====== Exercise inputs

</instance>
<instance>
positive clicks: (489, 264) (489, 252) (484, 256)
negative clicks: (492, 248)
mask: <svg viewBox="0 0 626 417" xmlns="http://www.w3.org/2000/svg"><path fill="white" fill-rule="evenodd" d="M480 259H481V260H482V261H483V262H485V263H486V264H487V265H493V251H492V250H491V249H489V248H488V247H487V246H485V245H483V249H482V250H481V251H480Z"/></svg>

============

(Assignment) Give back exactly the lines from the beginning of the records through the line containing "positive clicks: (489, 264)", and only those.

(Reply)
</instance>
<instance>
positive clicks: (489, 264) (489, 252) (484, 256)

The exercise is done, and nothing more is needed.